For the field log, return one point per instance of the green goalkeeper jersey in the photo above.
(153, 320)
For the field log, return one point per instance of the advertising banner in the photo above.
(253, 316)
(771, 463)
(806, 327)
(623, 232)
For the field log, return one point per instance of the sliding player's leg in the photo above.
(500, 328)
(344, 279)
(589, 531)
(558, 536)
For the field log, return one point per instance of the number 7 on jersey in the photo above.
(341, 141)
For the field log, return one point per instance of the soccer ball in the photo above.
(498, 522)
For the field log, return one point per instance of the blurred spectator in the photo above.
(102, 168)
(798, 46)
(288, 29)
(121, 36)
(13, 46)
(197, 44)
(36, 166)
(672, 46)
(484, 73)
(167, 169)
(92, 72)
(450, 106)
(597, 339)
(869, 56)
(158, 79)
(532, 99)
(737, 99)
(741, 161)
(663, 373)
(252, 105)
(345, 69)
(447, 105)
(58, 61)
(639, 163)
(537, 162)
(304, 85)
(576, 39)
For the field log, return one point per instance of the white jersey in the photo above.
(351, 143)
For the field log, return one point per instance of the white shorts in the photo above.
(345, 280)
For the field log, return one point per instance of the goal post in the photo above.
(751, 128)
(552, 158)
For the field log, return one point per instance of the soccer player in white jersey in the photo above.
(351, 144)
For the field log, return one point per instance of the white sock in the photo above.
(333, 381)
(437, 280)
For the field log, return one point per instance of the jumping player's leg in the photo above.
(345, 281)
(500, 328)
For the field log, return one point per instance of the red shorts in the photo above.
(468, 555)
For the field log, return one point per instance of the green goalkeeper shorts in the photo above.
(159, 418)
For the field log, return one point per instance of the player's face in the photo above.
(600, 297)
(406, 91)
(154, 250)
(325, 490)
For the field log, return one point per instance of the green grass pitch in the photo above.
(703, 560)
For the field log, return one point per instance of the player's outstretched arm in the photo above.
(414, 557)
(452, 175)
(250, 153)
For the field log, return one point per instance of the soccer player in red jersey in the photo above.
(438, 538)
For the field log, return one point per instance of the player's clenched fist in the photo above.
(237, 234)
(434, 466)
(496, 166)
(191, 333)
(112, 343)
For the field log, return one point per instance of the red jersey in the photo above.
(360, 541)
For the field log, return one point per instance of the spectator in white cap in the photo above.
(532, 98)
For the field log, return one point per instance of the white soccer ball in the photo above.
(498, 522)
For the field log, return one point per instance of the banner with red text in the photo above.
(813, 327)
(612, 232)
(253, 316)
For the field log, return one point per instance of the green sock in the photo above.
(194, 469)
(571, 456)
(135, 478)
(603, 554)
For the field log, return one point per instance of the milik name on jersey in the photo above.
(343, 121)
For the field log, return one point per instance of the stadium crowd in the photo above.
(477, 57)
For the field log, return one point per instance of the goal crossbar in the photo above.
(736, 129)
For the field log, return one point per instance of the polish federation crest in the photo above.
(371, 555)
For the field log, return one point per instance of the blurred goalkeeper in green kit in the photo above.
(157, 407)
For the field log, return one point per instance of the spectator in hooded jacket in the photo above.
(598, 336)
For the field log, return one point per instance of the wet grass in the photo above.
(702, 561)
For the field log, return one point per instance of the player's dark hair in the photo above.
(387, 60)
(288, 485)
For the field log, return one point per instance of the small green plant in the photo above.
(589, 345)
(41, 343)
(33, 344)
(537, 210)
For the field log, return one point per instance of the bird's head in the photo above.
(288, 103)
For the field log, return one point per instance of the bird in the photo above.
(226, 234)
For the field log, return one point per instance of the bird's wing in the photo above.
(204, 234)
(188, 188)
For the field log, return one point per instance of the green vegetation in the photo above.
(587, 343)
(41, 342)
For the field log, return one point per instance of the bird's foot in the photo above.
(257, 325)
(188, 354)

..........

**What you need to do**
Lay out all of the data above as a Markdown table with the columns Row and Data line, one numbered row per line. Omit any blank lines.

**The reply**
| Row | Data line |
|---|---|
| 1 | For the field log, return one point per instance of the green goalkeeper jersey in the photo above. |
| 2 | (153, 320) |
| 3 | For the field log, return one point per instance of the advertising banner in the photo above. |
| 4 | (253, 316) |
| 5 | (771, 463) |
| 6 | (806, 327) |
| 7 | (623, 232) |
| 8 | For the field log, return one point per instance of the sliding player's leg in the photo above. |
| 9 | (500, 328) |
| 10 | (344, 279) |
| 11 | (589, 531) |
| 12 | (558, 536) |
| 13 | For the field log, return one point per instance of the number 7 on jersey in the photo above. |
| 14 | (341, 141) |
| 15 | For the field log, return one point per instance of the soccer ball in the photo above. |
| 16 | (498, 522) |
| 17 | For the field log, return one point per instance of the blurred spectator in the photo above. |
| 18 | (102, 168) |
| 19 | (798, 46) |
| 20 | (288, 29) |
| 21 | (121, 36) |
| 22 | (13, 46) |
| 23 | (197, 44) |
| 24 | (36, 166) |
| 25 | (672, 46) |
| 26 | (484, 73) |
| 27 | (167, 169) |
| 28 | (92, 72) |
| 29 | (450, 106) |
| 30 | (597, 339) |
| 31 | (869, 56) |
| 32 | (158, 79) |
| 33 | (532, 99) |
| 34 | (737, 99) |
| 35 | (741, 161) |
| 36 | (663, 373) |
| 37 | (252, 105) |
| 38 | (345, 69) |
| 39 | (447, 105) |
| 40 | (58, 61) |
| 41 | (639, 163) |
| 42 | (537, 162) |
| 43 | (304, 85) |
| 44 | (576, 39) |
| 45 | For the field log, return one point per instance of the white jersey in the photo above. |
| 46 | (351, 143) |
| 47 | For the field log, return one point per instance of the white shorts in the photo above. |
| 48 | (345, 280) |
| 49 | For the field log, return one point per instance of the goal post in the photo above. |
| 50 | (751, 128) |
| 51 | (552, 158) |
| 52 | For the field log, return one point per instance of the soccer player in white jersey in the photo above. |
| 53 | (351, 144) |
| 54 | For the field log, return one point per instance of the white sock in the photo above. |
| 55 | (333, 381) |
| 56 | (437, 280) |
| 57 | For the field log, return one point per instance of the jumping player's leg in the photo above. |
| 58 | (345, 281) |
| 59 | (500, 328) |
| 60 | For the field log, return one point per instance of the red shorts in the photo above. |
| 61 | (468, 555) |
| 62 | For the field log, return one point per instance of the green goalkeeper shorts in the photo above. |
| 63 | (159, 418) |
| 64 | For the field log, return one point per instance of the player's face in the photo above. |
| 65 | (600, 297) |
| 66 | (406, 91) |
| 67 | (154, 250) |
| 68 | (325, 490) |
| 69 | For the field log, return one point per instance of the green grass pitch in the photo above. |
| 70 | (703, 560) |
| 71 | For the field log, return one point per instance of the player's outstretched arm in the photo above. |
| 72 | (414, 557) |
| 73 | (452, 175) |
| 74 | (250, 153) |
| 75 | For the field log, return one point per instance of the soccer player in red jersey in the photo above. |
| 76 | (438, 538) |
| 77 | For the field log, return one point per instance of the player's clenched fist in the photo above. |
| 78 | (237, 234) |
| 79 | (434, 466) |
| 80 | (496, 166) |
| 81 | (191, 333) |
| 82 | (112, 343) |
| 83 | For the field log, return one point per instance of the red jersey in the photo above. |
| 84 | (360, 541) |
| 85 | For the field log, return one point per instance of the spectator in white cap in the photo above. |
| 86 | (532, 98) |
| 87 | For the field log, return one point per instance of the white soccer ball in the photo above. |
| 88 | (498, 522) |
| 89 | For the field log, return one point per instance of the banner with red text in the photo above. |
| 90 | (813, 327) |
| 91 | (612, 232) |
| 92 | (253, 316) |
| 93 | For the field log, return one point per instance of the green sock in the photo above. |
| 94 | (194, 469) |
| 95 | (571, 456) |
| 96 | (135, 478) |
| 97 | (603, 554) |
| 98 | For the field log, return one point per instance of the milik name on jersey in the photo above. |
| 99 | (343, 121) |
| 100 | For the field log, return one point per instance of the stadium crowd in the photo above. |
| 101 | (477, 57) |
| 102 | For the field log, return one point per instance of the goal crossbar in the photo above. |
| 103 | (736, 129) |
| 104 | For the field log, return one point per instance of the polish federation crest in the photo above. |
| 105 | (371, 555) |
| 106 | For the field log, return one point per instance of the blurred goalkeeper in green kit in the photo above. |
| 107 | (157, 407) |
| 108 | For the field log, return one point per instance of the spectator in hooded jacket in the photo above. |
| 109 | (598, 336) |
| 110 | For the field log, return one point per instance of the wet grass in the photo above. |
| 111 | (702, 561) |
| 112 | For the field log, return one point per instance of the player's dark hair in the photo above. |
| 113 | (387, 60) |
| 114 | (288, 485) |
| 115 | For the field log, return one point per instance of the small green plant in the photo above. |
| 116 | (589, 345) |
| 117 | (41, 343) |
| 118 | (33, 344) |
| 119 | (537, 210) |
| 120 | For the field log, return one point per instance of the bird's head in the photo above. |
| 121 | (288, 103) |
| 122 | For the field log, return one point per instance of the bird in the photo above. |
| 123 | (226, 234) |
| 124 | For the field log, return one point per instance of the bird's wing in the photo above. |
| 125 | (204, 234) |
| 126 | (188, 188) |
| 127 | For the field log, return one point per instance of the green vegetation in the photo above. |
| 128 | (587, 343) |
| 129 | (41, 342) |
| 130 | For the field log, return one point per instance of the bird's foot in the photo above. |
| 131 | (257, 325) |
| 132 | (188, 354) |